-- EXERCISE DETAILS --
Using the records below, transcribe word for word the stretch from the line that contains "the sign post in the photo above." through the line that contains "Target: white roof trim", both end lines included, and nothing else.

**** INFORMATION SUPPLIED

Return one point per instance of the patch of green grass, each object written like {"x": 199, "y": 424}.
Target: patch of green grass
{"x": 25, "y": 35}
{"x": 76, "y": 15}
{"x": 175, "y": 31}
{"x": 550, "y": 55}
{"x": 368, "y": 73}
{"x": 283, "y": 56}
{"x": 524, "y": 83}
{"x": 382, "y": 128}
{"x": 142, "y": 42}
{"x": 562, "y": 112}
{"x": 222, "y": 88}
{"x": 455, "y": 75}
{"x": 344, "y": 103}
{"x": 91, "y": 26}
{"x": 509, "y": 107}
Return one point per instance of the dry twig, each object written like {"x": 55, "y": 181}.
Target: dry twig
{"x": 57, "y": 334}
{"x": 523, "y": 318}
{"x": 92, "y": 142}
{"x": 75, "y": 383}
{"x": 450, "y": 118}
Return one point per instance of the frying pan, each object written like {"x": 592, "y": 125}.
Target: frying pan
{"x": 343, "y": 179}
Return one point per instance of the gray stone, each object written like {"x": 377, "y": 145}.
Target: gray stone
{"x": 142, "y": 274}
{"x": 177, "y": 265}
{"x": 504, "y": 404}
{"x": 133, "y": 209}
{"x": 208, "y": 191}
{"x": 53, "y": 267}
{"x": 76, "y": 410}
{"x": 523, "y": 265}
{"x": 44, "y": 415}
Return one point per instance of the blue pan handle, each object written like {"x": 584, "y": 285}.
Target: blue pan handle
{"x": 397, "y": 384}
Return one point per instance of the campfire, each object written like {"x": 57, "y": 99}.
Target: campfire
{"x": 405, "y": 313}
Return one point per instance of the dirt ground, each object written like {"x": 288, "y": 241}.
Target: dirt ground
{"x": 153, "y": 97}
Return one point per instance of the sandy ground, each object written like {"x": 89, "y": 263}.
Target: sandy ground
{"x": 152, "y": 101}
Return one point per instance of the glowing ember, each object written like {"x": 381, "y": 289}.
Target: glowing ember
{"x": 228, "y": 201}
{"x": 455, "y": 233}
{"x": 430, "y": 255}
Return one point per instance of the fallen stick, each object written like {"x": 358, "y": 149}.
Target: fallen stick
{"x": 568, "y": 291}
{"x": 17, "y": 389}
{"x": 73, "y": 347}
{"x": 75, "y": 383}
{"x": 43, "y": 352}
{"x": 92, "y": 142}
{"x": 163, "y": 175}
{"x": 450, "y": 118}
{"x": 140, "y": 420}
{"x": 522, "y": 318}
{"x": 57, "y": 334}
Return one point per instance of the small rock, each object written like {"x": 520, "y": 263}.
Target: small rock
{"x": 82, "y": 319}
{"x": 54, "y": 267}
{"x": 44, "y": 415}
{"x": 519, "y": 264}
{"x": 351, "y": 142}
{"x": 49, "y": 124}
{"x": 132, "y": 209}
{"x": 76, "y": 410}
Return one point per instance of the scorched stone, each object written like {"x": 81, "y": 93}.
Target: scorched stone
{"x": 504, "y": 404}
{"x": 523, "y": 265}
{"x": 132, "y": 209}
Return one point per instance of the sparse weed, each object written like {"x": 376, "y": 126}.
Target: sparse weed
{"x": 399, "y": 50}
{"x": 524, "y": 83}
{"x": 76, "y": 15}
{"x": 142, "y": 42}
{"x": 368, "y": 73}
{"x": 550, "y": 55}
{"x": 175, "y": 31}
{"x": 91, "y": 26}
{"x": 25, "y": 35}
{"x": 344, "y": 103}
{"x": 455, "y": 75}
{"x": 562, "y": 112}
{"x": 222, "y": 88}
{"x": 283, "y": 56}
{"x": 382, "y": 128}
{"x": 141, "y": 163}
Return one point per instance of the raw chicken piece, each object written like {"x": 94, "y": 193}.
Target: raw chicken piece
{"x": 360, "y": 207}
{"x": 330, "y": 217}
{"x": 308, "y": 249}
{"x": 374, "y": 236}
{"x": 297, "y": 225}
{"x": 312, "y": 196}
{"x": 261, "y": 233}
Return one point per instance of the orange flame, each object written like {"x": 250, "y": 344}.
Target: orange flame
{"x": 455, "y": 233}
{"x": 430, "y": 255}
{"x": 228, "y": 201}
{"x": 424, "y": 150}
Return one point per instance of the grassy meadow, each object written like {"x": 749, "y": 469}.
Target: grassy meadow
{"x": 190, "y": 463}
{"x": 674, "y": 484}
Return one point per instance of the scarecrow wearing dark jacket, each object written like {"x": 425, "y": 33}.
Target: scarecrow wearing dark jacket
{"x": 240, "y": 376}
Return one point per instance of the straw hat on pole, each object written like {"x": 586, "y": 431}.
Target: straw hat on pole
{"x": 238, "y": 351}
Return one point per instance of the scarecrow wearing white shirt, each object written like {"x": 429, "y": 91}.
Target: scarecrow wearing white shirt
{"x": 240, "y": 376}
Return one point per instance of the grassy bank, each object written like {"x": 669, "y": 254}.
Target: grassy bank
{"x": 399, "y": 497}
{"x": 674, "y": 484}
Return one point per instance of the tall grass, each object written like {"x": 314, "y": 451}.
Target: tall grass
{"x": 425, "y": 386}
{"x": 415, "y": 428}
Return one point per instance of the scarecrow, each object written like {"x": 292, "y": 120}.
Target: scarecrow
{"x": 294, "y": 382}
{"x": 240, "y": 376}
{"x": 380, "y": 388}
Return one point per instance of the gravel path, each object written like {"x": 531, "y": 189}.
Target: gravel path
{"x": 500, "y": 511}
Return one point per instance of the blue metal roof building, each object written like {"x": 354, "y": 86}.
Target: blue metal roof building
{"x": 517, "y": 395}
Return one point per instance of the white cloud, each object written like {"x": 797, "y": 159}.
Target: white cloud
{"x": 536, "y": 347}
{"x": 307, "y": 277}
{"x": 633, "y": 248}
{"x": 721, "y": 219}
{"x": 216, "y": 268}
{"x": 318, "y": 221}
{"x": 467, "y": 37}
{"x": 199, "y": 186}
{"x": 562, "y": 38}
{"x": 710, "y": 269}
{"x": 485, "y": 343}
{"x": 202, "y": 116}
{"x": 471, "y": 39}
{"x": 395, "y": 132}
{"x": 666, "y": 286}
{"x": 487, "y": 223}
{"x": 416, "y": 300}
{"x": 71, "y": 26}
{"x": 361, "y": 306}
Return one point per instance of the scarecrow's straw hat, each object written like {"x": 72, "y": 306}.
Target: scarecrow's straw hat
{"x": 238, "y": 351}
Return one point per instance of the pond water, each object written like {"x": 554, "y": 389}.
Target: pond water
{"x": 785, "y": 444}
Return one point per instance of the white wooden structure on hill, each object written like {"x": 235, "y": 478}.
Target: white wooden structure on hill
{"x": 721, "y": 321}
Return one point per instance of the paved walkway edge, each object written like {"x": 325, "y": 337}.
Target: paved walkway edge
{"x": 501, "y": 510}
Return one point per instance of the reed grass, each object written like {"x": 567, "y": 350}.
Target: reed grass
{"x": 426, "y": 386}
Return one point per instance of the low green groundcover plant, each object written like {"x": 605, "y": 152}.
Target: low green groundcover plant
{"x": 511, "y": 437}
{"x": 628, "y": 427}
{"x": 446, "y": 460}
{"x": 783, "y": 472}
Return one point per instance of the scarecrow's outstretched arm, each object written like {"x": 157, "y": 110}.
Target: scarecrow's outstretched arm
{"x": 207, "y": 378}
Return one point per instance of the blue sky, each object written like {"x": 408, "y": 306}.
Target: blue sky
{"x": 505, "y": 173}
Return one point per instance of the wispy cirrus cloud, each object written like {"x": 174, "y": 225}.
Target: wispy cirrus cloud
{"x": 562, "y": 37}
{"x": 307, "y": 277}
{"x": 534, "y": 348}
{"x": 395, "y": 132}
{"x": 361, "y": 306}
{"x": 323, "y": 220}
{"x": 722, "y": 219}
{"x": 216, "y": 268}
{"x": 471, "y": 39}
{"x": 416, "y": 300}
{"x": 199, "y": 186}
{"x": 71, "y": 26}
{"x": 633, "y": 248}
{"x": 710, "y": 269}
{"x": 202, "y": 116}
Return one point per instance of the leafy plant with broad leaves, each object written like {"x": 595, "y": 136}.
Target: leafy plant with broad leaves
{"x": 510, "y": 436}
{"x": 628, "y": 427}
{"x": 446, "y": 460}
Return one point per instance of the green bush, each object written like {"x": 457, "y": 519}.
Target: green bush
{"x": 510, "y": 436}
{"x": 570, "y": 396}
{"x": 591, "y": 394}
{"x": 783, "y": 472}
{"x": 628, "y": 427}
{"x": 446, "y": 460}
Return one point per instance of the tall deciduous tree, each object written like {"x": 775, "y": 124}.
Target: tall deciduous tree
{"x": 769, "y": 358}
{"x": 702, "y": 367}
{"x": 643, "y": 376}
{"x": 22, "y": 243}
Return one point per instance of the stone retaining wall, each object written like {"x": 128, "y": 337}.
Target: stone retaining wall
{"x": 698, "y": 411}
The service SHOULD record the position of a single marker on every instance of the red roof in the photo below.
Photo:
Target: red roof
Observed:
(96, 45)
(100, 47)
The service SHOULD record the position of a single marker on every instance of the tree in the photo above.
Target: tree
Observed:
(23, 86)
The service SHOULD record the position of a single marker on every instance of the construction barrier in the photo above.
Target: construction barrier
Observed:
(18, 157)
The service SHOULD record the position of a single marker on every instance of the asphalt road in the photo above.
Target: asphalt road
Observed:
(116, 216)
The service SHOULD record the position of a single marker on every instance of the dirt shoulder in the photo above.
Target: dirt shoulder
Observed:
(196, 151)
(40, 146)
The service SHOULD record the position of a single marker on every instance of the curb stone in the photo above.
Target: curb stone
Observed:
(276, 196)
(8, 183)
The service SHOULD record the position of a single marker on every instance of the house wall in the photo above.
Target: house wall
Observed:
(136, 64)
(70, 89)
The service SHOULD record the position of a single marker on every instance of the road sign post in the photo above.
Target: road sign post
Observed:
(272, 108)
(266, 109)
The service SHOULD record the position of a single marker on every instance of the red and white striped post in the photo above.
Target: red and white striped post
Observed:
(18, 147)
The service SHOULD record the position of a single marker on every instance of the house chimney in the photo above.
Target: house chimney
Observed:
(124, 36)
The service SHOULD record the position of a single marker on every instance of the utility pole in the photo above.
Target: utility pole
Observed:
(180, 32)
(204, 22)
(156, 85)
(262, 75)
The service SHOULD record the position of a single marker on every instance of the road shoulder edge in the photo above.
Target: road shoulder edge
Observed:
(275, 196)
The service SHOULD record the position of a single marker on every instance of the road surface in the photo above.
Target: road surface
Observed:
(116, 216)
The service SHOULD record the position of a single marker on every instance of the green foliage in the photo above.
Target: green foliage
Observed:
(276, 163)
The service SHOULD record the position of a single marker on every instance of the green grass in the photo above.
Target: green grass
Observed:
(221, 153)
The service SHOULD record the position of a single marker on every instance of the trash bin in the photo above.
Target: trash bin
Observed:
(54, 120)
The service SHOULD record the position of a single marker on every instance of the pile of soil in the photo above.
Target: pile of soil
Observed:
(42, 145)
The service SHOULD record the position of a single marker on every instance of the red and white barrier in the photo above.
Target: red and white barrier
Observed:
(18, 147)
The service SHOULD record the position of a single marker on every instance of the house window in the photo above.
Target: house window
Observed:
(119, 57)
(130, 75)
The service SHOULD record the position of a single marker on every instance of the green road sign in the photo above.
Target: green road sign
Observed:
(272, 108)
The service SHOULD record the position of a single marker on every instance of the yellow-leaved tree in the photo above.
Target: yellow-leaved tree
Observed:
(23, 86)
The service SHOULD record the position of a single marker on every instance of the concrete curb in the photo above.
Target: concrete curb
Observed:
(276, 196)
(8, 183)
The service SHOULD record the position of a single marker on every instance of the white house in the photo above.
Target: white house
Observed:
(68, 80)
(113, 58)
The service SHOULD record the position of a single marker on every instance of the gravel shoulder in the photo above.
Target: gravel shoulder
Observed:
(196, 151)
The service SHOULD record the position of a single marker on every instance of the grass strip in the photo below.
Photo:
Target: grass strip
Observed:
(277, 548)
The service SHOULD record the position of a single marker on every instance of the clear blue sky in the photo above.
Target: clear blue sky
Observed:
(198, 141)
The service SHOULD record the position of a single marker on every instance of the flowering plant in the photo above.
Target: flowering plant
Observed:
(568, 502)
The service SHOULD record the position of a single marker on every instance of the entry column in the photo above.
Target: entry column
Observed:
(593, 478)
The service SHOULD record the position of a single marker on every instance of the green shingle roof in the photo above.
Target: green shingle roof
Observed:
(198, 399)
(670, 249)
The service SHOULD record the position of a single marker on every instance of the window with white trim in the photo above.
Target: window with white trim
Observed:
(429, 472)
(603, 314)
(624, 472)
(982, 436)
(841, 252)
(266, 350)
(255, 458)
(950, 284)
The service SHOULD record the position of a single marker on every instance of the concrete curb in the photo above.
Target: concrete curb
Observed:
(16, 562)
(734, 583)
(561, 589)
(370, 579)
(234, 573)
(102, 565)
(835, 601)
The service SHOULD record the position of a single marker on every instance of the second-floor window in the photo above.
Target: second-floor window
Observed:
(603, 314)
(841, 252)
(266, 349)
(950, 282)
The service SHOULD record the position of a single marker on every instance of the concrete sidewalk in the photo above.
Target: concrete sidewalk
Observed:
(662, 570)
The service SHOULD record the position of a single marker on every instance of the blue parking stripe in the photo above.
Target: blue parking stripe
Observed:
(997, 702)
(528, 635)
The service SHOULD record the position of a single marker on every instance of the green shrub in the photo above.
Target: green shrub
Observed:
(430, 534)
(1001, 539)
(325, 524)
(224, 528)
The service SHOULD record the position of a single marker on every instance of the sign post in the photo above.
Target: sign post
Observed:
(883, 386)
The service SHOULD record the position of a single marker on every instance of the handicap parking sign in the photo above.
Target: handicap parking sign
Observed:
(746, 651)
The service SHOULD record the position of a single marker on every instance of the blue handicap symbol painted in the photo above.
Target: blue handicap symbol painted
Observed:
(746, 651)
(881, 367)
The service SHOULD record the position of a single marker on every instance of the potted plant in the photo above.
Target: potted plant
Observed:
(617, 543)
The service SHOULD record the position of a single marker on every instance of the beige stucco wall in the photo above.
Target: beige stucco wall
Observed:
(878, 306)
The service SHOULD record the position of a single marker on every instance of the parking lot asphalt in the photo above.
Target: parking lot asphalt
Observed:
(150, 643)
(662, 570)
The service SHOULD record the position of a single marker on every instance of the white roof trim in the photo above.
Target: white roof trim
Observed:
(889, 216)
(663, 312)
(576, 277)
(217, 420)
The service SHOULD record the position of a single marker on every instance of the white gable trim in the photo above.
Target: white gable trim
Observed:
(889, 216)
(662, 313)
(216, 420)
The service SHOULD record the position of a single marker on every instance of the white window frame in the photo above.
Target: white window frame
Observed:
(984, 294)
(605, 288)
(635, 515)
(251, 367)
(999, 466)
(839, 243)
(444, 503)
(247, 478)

********

-- RESULT BELOW --
The service SHOULD record the position of a single marker on every instance of the sign post in the photo above.
Target: sign post
Observed:
(883, 386)
The service SHOULD record the position of a single marker on every instance of the handicap parking sign in the photo above.
Target: handicap parking sign
Observed:
(746, 651)
The service SHOULD record the position of a single marker on every instance of the blue handicap symbol painted in the photo above.
Target: blue handicap symbol painted
Observed:
(746, 651)
(881, 367)
The service SHOULD record the position of a single marker on every instance of the potted plant in the photo above.
Target: potted plant
Observed:
(617, 543)
The service SHOULD record the position of a single marker on every instance of the beige stucco wall in the photo above.
Target: beige stucco wall
Observed:
(878, 306)
The service SHOULD record the position of a single marker on every instance of the parking lot asphalt in the photo above.
Target: parking lot asphalt
Observed:
(150, 643)
(662, 570)
The service SHOULD record the position of a single marker on every instance of the white roof trim in the photo above.
Target: white roof trim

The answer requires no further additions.